__TEXT SHOWN__
## BEGIN
Sunday, October 09, 2011

Paul Romer’s Charter City Concept

Who is Paul Romer? 
               Paul Romer is an American economist, entrepreneur and an activist known for his work on the field of economic growth. He  earned a B.S. in physics in 1977 and a Ph.D. in economics in 1983, both from the University of Chicago. Moreover, Romer is currently trying to replicate the success of “Charter City” concept for him to use it as a device in studying economic growth. He believes that undeveloped countries can experience better route for growth if they have finer rules and institutions.  

Charter City          
              Charter city is a latest type of special reform zone extending the concept of special economic zone by increasing its size and escalating the scope of its reforms. This concept emphasizes the idea that a nation with good rules (including institutions), millions of people will come together to build a new city and there is a greater chance that economy of that nation will improve. Moreover According to Paul Romer, “A well-run city lets millions of people come together and enjoy the benefit they can get from working together and trading with each other”. He believes that for a nation to grow, citizens must be given more opportunity to transfer to other places, giving them more chance to live a healthy life.
## END
__GIVEN INFORMATION__
## BEGIN
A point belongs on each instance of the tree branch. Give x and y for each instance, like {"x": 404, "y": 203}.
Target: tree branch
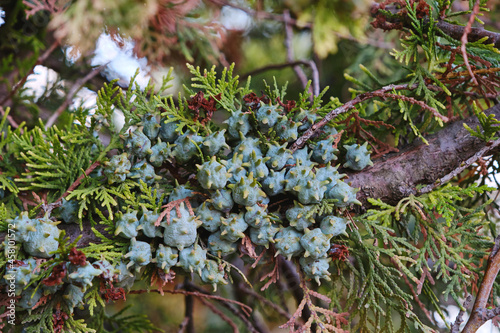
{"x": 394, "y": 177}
## END
Please reproduce the whole post on Paul Romer's charter city concept word for word, from its date line through its final sentence.

__RESPONSE__
Sunday, October 09, 2011

Paul Romer’s Charter City Concept

Who is Paul Romer? 
               Paul Romer is an American economist, entrepreneur and an activist known for his work on the field of economic growth. He  earned a B.S. in physics in 1977 and a Ph.D. in economics in 1983, both from the University of Chicago. Moreover, Romer is currently trying to replicate the success of “Charter City” concept for him to use it as a device in studying economic growth. He believes that undeveloped countries can experience better route for growth if they have finer rules and institutions.  

Charter City          
              Charter city is a latest type of special reform zone extending the concept of special economic zone by increasing its size and escalating the scope of its reforms. This concept emphasizes the idea that a nation with good rules (including institutions), millions of people will come together to build a new city and there is a greater chance that economy of that nation will improve. Moreover According to Paul Romer, “A well-run city lets millions of people come together and enjoy the benefit they can get from working together and trading with each other”. He believes that for a nation to grow, citizens must be given more opportunity to transfer to other places, giving them more chance to live a healthy life.